Reproduce exactly, and exclusively, the lines from the line containing "If you would be so kind as to spot the air" through the final line of the listing below.

SUPPLIED DATA:
=== Section Start ===

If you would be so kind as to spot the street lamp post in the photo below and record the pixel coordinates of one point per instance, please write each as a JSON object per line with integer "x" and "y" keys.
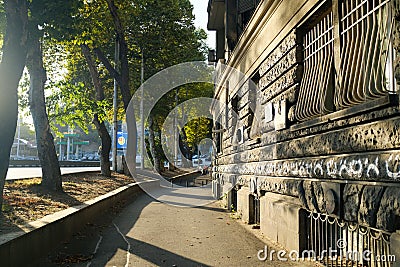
{"x": 142, "y": 144}
{"x": 115, "y": 104}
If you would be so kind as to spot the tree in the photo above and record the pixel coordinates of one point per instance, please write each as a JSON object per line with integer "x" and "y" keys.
{"x": 11, "y": 68}
{"x": 100, "y": 126}
{"x": 54, "y": 18}
{"x": 165, "y": 33}
{"x": 196, "y": 130}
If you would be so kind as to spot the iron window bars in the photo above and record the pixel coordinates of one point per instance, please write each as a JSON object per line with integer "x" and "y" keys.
{"x": 356, "y": 69}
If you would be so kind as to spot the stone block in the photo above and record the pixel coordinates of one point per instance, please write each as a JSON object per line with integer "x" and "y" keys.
{"x": 282, "y": 220}
{"x": 243, "y": 204}
{"x": 395, "y": 248}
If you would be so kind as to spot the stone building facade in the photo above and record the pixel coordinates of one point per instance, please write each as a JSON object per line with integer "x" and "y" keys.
{"x": 308, "y": 138}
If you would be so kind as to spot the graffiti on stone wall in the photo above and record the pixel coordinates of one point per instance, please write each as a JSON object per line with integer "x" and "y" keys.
{"x": 369, "y": 167}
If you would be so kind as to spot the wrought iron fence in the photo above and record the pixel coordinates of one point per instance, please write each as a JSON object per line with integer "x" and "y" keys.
{"x": 335, "y": 242}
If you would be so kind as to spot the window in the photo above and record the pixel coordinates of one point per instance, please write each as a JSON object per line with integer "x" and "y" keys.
{"x": 355, "y": 69}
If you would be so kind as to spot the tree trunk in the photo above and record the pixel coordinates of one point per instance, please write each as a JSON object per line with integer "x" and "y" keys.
{"x": 153, "y": 149}
{"x": 105, "y": 146}
{"x": 11, "y": 68}
{"x": 122, "y": 79}
{"x": 100, "y": 126}
{"x": 51, "y": 174}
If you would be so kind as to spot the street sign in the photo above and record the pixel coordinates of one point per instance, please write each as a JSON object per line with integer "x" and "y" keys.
{"x": 122, "y": 139}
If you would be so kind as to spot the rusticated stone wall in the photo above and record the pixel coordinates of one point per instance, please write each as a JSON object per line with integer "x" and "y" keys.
{"x": 345, "y": 164}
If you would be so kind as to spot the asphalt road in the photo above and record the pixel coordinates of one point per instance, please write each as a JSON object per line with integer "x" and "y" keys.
{"x": 31, "y": 172}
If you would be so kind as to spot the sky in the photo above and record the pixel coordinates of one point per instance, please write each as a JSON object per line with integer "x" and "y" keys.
{"x": 201, "y": 15}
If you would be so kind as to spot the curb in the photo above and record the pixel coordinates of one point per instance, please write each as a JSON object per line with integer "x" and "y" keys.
{"x": 37, "y": 238}
{"x": 183, "y": 175}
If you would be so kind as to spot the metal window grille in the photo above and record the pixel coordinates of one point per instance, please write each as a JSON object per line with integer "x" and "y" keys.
{"x": 316, "y": 85}
{"x": 366, "y": 52}
{"x": 334, "y": 242}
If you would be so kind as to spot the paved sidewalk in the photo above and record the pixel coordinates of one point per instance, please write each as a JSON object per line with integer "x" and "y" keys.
{"x": 150, "y": 233}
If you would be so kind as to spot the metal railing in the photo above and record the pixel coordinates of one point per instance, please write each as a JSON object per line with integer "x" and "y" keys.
{"x": 318, "y": 67}
{"x": 335, "y": 242}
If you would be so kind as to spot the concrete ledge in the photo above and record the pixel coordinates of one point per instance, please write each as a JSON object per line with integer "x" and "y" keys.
{"x": 37, "y": 238}
{"x": 184, "y": 175}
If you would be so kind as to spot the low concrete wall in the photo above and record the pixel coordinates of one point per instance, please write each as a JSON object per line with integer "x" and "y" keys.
{"x": 282, "y": 220}
{"x": 39, "y": 237}
{"x": 64, "y": 163}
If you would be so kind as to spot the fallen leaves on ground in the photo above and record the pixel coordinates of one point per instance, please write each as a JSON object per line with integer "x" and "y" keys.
{"x": 26, "y": 200}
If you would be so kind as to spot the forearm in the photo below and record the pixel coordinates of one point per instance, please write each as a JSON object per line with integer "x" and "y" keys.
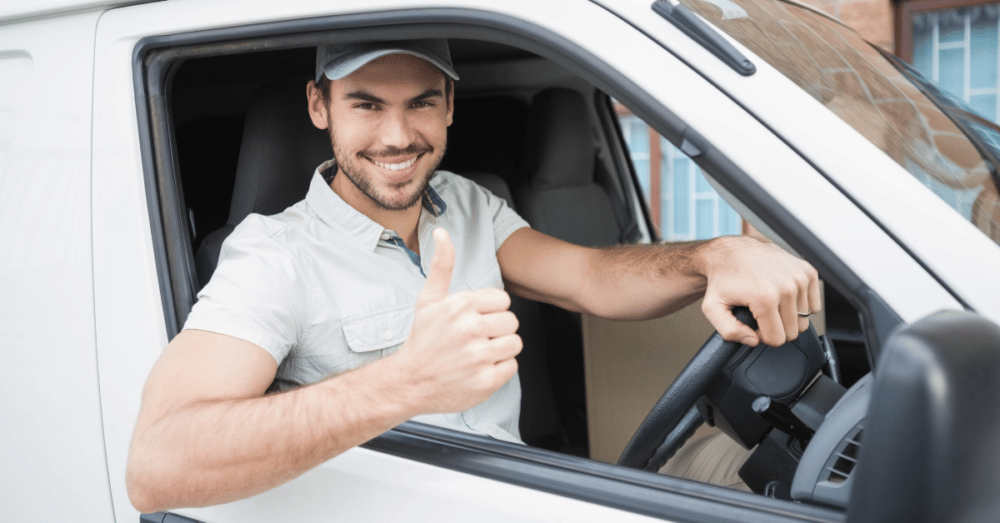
{"x": 222, "y": 450}
{"x": 635, "y": 282}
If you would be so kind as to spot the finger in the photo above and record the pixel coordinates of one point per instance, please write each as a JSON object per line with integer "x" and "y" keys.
{"x": 770, "y": 323}
{"x": 505, "y": 347}
{"x": 788, "y": 309}
{"x": 504, "y": 371}
{"x": 721, "y": 317}
{"x": 439, "y": 276}
{"x": 815, "y": 296}
{"x": 804, "y": 306}
{"x": 485, "y": 301}
{"x": 498, "y": 324}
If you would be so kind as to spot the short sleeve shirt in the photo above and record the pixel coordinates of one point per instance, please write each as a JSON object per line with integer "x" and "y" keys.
{"x": 324, "y": 289}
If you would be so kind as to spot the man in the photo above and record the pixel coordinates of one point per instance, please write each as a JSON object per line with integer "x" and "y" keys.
{"x": 336, "y": 300}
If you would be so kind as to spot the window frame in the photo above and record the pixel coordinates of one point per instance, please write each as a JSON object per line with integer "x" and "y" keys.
{"x": 154, "y": 61}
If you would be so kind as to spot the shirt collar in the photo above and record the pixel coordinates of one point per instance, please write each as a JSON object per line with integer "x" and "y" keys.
{"x": 340, "y": 215}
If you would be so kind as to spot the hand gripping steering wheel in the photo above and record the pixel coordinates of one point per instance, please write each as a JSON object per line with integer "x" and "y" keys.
{"x": 675, "y": 417}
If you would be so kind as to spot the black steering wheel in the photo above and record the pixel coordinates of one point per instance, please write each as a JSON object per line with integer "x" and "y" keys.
{"x": 675, "y": 417}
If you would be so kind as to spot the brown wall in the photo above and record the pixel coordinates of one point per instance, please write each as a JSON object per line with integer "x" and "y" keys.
{"x": 873, "y": 19}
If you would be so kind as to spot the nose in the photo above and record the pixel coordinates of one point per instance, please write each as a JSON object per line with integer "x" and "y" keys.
{"x": 397, "y": 130}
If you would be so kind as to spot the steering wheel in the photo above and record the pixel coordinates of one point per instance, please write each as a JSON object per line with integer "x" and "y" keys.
{"x": 675, "y": 417}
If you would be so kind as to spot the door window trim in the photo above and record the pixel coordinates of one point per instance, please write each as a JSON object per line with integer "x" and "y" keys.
{"x": 156, "y": 58}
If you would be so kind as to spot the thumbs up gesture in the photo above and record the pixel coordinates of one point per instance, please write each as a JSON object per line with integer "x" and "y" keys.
{"x": 461, "y": 346}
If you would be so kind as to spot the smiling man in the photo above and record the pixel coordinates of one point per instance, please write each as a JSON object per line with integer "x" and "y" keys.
{"x": 379, "y": 298}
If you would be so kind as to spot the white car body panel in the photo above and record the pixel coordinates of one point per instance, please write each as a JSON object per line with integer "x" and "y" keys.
{"x": 52, "y": 453}
{"x": 12, "y": 10}
{"x": 131, "y": 332}
{"x": 82, "y": 296}
{"x": 941, "y": 238}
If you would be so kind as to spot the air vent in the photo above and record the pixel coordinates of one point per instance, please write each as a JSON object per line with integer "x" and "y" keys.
{"x": 845, "y": 458}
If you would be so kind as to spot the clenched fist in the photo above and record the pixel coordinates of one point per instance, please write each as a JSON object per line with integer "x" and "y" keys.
{"x": 461, "y": 346}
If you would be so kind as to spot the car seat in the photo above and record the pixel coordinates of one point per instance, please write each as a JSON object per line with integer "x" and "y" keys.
{"x": 279, "y": 153}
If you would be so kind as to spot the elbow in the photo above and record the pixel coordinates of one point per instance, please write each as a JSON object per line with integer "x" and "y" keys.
{"x": 145, "y": 484}
{"x": 142, "y": 497}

=== Section End ===

THE COMPLETED TASK:
If you would be so kind as to spot the air vent in the photo above and record the pixel coordinates of one point per instance, please write each as a JSON object per line with integer "x" and "y" keys.
{"x": 845, "y": 458}
If you would be so kind as to spot the clenched fist in the photo above and record the pixel coordinates of one point per instance, please write each as a JSON object per line with integer "x" and "y" keys.
{"x": 461, "y": 346}
If you would be so kind as to spot the car seat in the photo above and record the pixel coordinates of one point per instance, please write each as a JSON object per line with integer "x" and "y" keys.
{"x": 279, "y": 153}
If you would be so kind as to spot the elbow in the photo above and record the pixel coordinates of one point per instance, please write each as a JSON object per line with integer "x" and "y" keys.
{"x": 145, "y": 484}
{"x": 142, "y": 497}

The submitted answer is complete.